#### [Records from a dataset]
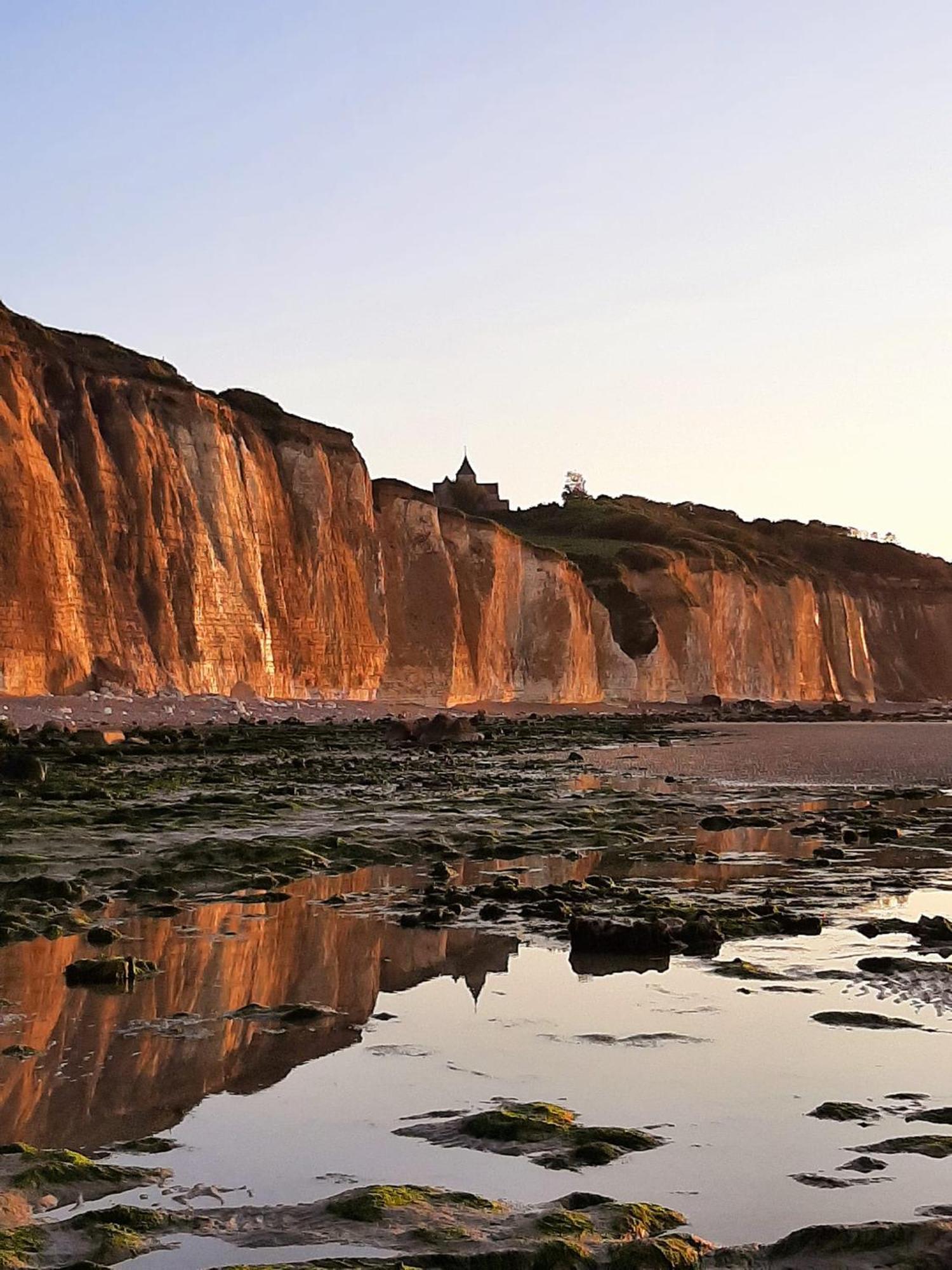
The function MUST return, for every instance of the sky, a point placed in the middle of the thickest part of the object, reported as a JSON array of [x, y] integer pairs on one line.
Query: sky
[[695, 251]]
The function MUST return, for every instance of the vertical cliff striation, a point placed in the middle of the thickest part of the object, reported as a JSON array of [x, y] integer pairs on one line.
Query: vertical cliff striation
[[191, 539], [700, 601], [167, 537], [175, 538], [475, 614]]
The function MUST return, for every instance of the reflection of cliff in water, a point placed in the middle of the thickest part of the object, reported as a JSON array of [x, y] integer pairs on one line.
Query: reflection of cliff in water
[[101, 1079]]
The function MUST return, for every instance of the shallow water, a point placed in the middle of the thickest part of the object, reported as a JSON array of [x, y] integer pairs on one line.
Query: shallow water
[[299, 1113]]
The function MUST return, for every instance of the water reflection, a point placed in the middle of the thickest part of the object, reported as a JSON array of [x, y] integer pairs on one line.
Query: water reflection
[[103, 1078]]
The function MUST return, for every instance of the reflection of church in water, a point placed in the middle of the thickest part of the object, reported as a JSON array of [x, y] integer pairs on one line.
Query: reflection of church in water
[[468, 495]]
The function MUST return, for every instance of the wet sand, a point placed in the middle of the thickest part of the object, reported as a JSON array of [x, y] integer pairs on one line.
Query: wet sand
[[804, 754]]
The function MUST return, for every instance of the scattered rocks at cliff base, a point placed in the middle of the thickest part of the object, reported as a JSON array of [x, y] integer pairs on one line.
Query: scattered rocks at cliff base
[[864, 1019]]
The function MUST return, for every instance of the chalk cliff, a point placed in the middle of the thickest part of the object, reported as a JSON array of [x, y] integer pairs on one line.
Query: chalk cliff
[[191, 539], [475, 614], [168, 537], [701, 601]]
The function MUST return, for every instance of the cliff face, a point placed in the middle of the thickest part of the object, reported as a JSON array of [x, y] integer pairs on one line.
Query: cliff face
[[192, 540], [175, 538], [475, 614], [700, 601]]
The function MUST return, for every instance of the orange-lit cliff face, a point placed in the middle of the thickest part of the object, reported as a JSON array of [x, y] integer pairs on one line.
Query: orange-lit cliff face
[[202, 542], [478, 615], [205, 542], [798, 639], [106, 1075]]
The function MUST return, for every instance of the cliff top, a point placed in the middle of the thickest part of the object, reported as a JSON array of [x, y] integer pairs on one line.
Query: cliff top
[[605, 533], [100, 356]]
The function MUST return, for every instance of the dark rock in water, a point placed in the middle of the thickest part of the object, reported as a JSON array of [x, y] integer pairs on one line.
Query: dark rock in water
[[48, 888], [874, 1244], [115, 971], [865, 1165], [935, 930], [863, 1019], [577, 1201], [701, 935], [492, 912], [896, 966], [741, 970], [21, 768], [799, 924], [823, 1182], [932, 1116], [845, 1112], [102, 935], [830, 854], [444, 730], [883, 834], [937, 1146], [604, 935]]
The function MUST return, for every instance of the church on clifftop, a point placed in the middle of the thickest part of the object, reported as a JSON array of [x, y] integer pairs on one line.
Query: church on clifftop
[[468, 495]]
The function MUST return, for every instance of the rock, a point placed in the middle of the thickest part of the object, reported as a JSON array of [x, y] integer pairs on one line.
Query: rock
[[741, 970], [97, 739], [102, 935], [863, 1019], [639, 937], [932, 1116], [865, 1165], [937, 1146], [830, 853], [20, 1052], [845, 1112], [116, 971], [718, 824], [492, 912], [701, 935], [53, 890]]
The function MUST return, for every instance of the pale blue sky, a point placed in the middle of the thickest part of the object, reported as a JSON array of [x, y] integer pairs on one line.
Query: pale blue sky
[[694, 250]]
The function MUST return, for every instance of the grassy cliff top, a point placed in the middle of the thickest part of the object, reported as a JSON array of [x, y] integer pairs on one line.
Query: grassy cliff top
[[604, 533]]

#### [Stated goal]
Return exactly, and only, the line containing "The function MUST return, for every instance of the orange-lit" and every line after it through the end of the material.

#### [Answer to this problem]
The function MUST return, for every instance of the orange-lit cliff face, a point placed in the middle of the thickest part of the object, reported as a JSON array of [x, y] integer pairs on one line.
Query: orange-lit cliff face
[[202, 542], [478, 615], [205, 542], [798, 639], [106, 1075]]
The function MUST return, for every instance of the cliff top, a point placed in the middle of the thickest part of the object, reported as a JSON array of [x, y] integer pairs on one line.
Query: cliff top
[[605, 533], [100, 356]]
The function MUST return, for every instance of the dark rock in water, a point placed in the middle of the thickest part of the object, reported as a JSON array of [x, y] integer pairs on one line.
Query: dark rock in water
[[48, 888], [874, 1244], [115, 971], [865, 1165], [935, 930], [863, 1019], [577, 1201], [701, 935], [492, 912], [896, 966], [741, 970], [21, 768], [799, 924], [823, 1182], [932, 1116], [845, 1112], [102, 935], [830, 854], [444, 730], [883, 834], [937, 1146], [604, 935]]
The function MUST return, for every instance of the church on clifftop, a point placed in the middle of the thickest part of the object, reported as a JSON array of [x, y] integer pairs on one line.
Query: church on clifftop
[[468, 495]]
The function MUST return, for every instance of the rock, a point placed in the middle of the thickest part of the object, reported as a JSON array of [x, y] integer pairs on one line.
Query: rock
[[741, 970], [97, 739], [102, 935], [863, 1019], [639, 937], [932, 1116], [865, 1165], [937, 1146], [830, 853], [20, 1052], [845, 1112], [116, 971], [718, 824], [492, 912], [701, 935], [53, 890]]
The function MUST return, for every instance of the pale blue sky, a point placed in the middle of the thickest part of the object, reported as a JSON array of [x, y] integer pairs on one line.
Query: pale blue sky
[[694, 250]]
The function MUST return, for every instance of the grassy cliff top, a point placed in the middle of the thickest part of the object, reported as a JSON array of [x, y] integer pairs on one line.
Query: grassy cliff top
[[604, 533]]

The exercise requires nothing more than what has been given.